GIVEN INSTRUCTION: Here are some records. Copy each one exactly.

— START OF RECORDS SHOWN —

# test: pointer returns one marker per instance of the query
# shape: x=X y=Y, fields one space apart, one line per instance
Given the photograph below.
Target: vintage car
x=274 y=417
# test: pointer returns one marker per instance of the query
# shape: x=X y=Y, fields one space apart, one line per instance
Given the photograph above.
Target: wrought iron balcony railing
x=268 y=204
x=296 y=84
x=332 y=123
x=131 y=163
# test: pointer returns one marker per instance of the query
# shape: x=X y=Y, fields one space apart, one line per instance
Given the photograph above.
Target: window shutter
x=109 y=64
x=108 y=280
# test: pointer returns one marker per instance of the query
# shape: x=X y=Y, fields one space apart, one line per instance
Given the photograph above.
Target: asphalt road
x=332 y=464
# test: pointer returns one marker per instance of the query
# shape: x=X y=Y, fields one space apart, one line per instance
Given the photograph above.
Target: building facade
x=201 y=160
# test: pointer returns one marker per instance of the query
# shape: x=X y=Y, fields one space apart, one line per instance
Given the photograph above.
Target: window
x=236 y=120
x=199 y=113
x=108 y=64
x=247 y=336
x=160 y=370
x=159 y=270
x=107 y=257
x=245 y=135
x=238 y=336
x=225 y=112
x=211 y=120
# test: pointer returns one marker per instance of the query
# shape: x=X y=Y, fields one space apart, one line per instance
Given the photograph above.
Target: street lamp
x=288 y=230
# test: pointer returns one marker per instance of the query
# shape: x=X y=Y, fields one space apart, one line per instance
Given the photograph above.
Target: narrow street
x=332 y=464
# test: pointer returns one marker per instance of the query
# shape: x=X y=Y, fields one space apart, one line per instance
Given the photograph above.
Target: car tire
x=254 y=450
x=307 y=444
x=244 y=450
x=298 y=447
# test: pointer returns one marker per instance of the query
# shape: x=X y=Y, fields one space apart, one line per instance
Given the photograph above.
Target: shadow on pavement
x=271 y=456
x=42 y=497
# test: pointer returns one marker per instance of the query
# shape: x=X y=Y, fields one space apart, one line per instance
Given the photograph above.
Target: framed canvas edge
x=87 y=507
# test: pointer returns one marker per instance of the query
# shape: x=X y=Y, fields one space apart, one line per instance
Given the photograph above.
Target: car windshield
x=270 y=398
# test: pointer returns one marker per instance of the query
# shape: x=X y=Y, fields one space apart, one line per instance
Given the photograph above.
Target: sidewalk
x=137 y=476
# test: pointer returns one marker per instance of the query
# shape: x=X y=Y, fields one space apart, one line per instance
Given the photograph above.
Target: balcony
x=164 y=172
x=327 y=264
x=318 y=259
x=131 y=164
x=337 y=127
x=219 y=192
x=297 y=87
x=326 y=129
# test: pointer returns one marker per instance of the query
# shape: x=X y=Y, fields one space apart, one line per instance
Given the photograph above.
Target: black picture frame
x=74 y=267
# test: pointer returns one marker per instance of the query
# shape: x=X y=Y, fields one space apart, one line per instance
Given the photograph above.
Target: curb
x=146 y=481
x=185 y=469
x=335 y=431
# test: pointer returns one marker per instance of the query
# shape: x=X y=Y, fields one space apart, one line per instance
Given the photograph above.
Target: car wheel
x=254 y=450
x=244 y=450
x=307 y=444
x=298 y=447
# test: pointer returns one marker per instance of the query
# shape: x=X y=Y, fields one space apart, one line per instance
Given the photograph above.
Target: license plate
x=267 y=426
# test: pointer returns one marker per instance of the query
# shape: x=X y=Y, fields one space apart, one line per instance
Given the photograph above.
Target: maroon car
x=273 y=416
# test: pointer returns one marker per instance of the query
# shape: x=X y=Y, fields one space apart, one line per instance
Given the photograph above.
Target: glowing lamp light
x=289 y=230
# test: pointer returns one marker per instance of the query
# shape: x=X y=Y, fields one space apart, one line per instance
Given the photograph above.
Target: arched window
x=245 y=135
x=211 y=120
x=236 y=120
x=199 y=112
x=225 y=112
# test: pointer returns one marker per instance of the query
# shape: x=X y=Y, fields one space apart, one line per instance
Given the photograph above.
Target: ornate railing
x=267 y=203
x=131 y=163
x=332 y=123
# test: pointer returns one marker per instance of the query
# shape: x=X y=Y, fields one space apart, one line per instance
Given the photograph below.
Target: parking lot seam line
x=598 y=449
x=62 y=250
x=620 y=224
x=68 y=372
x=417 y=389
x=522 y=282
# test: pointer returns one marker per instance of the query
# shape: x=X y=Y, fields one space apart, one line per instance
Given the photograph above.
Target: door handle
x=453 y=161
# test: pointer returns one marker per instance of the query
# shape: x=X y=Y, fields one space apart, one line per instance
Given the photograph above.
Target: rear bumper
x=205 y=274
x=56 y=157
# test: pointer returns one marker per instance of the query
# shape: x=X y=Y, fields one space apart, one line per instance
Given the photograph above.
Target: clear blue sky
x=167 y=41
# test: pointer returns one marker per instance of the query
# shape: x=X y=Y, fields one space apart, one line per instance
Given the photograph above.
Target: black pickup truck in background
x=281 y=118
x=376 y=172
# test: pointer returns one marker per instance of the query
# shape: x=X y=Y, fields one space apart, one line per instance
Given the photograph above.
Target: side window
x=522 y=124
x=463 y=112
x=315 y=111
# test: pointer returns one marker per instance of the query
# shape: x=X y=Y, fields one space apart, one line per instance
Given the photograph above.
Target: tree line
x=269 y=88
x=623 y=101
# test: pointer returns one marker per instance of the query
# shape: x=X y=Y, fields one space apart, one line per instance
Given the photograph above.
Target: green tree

— END OF RECORDS SHOWN —

TASK ANSWER:
# test: pointer returns one marker per instance of the query
# shape: x=X y=Y, fields one space apart, one line per instance
Given the photograph below.
Target: vintage car
x=274 y=417
# test: pointer returns one marker per instance of the query
# shape: x=X y=Y, fields one space apart, one line per instance
Given the photograph above.
Target: wrought iron balcony railing
x=268 y=204
x=296 y=84
x=332 y=123
x=131 y=163
# test: pointer returns one marker per instance of the query
# shape: x=X y=Y, fields one space apart, one line per instance
Given the photograph above.
Target: window shutter
x=109 y=64
x=108 y=280
# test: pointer returns one marker per instance of the query
# shape: x=X y=Y, fields one space apart, one line per instance
Given the photograph above.
Target: asphalt road
x=332 y=464
# test: pointer returns one marker per instance of the query
# shape: x=X y=Y, fields one space apart, one line per instance
Given the photograph above.
Target: building facade
x=201 y=160
# test: pointer returns one marker per instance of the query
# shape: x=X y=Y, fields one space apart, one line per instance
Given the photograph above.
Target: window
x=236 y=120
x=199 y=113
x=108 y=64
x=247 y=336
x=160 y=370
x=159 y=270
x=107 y=257
x=245 y=135
x=238 y=336
x=225 y=112
x=211 y=120
# test: pointer returns one marker per instance of the query
# shape: x=X y=Y, fields one space apart, one line per instance
Given the photograph above.
Target: street lamp
x=288 y=230
# test: pointer returns one marker per instance of the query
# shape: x=X y=Y, fields one space apart, one line per instance
Given the photograph above.
Target: narrow street
x=332 y=464
# test: pointer returns one marker per instance of the query
# shape: x=X y=Y, fields one space apart, one line per instance
Given the photograph above.
Target: car tire
x=254 y=450
x=307 y=444
x=244 y=450
x=298 y=447
# test: pointer returns one marker per instance of the query
# shape: x=X y=Y, fields one space apart, one line per instance
Given the photograph above.
Target: shadow on pavement
x=271 y=456
x=42 y=497
# test: pointer returns one marker per instance of the query
# shape: x=X y=Y, fields one space apart, one line per instance
Given the photograph above.
Target: framed canvas edge
x=87 y=507
# test: pointer returns one marker per instance of the query
# shape: x=X y=Y, fields one space apart, one line per instance
Given the photograph above.
Target: car windshield
x=270 y=398
# test: pointer returns one marker per instance of the query
# shape: x=X y=Y, fields one space apart, one line per instance
Given the photograph above.
Target: sidewalk
x=137 y=476
# test: pointer returns one marker per instance of the query
# shape: x=X y=Y, fields one space apart, one line per instance
Given the photograph above.
Target: balcony
x=164 y=172
x=327 y=264
x=318 y=259
x=131 y=164
x=337 y=127
x=219 y=192
x=297 y=87
x=326 y=129
# test: pointer returns one marker per instance of the query
# shape: x=X y=Y, fields one space apart, one line per instance
Given the photograph above.
Target: black picture frame
x=74 y=267
# test: pointer returns one marker per instance of the query
# shape: x=X y=Y, fields one space apart, one line per instance
Given the photograph above.
Target: curb
x=146 y=481
x=185 y=469
x=335 y=431
# test: pointer returns one marker per instance of the query
# shape: x=X y=Y, fields one space apart, one line per instance
Given the photograph above.
Target: car wheel
x=254 y=450
x=244 y=450
x=307 y=444
x=298 y=447
# test: pointer returns one marker per instance of the query
# shape: x=X y=Y, fields one space apart, one line per instance
Given the photograph above.
Target: license plate
x=267 y=426
# test: pointer returns one marker per instance of the query
# shape: x=X y=Y, fields one space apart, one line per instance
Given the photograph above.
Target: maroon car
x=273 y=416
# test: pointer returns one marker per instance of the query
# shape: x=X y=Y, fields one space apart, one line per instance
Given the photograph above.
Target: glowing lamp light
x=289 y=230
# test: pointer returns one marker per instance of the query
# shape: x=X y=Y, fields one space apart, one line per instance
Given the photograph above.
Target: arched window
x=245 y=135
x=211 y=120
x=236 y=120
x=199 y=112
x=225 y=112
# test: pointer returns one marker per instance of the query
# shape: x=X y=Y, fields one space apart, one line per instance
Given the photograph above.
Target: ornate railing
x=267 y=203
x=131 y=163
x=332 y=123
# test: pointer returns one marker per instance of the query
# shape: x=X y=Y, fields one space apart, one line per instance
Given the photograph below.
Target: parking lot seam line
x=598 y=449
x=62 y=250
x=620 y=224
x=68 y=372
x=417 y=389
x=522 y=282
# test: pointer returns one marker per instance of the query
# shape: x=X y=Y, fields one space apart, one line per instance
Given the photograph above.
Target: door handle
x=453 y=161
# test: pointer returns one marker per instance of the query
# shape: x=X y=Y, fields one space apart, one line per instance
Given the photograph above.
Target: rear bumper
x=205 y=274
x=56 y=157
# test: pointer returns one marker per instance of the query
# shape: x=X y=Y, fields one space apart, one line per instance
Given the photograph above.
Target: clear blue sky
x=167 y=41
# test: pointer returns one marker per instance of the query
# shape: x=X y=Y, fields one space apart, one line per instance
Given the photograph above.
Target: black pickup truck in background
x=281 y=118
x=376 y=172
# test: pointer returns one marker per instance of the query
# shape: x=X y=Y, fields one space apart, one line per instance
Given the photograph above.
Target: side window
x=522 y=124
x=463 y=112
x=315 y=111
# test: pointer returns one marker per instance of the query
# shape: x=X y=Y, fields one space apart, one line per instance
Given the photograph above.
Target: tree line
x=269 y=88
x=623 y=101
# test: pointer returns one marker per instance of the query
# shape: x=X y=Y, fields one space apart, one line per instance
Given the photograph above.
Target: green tree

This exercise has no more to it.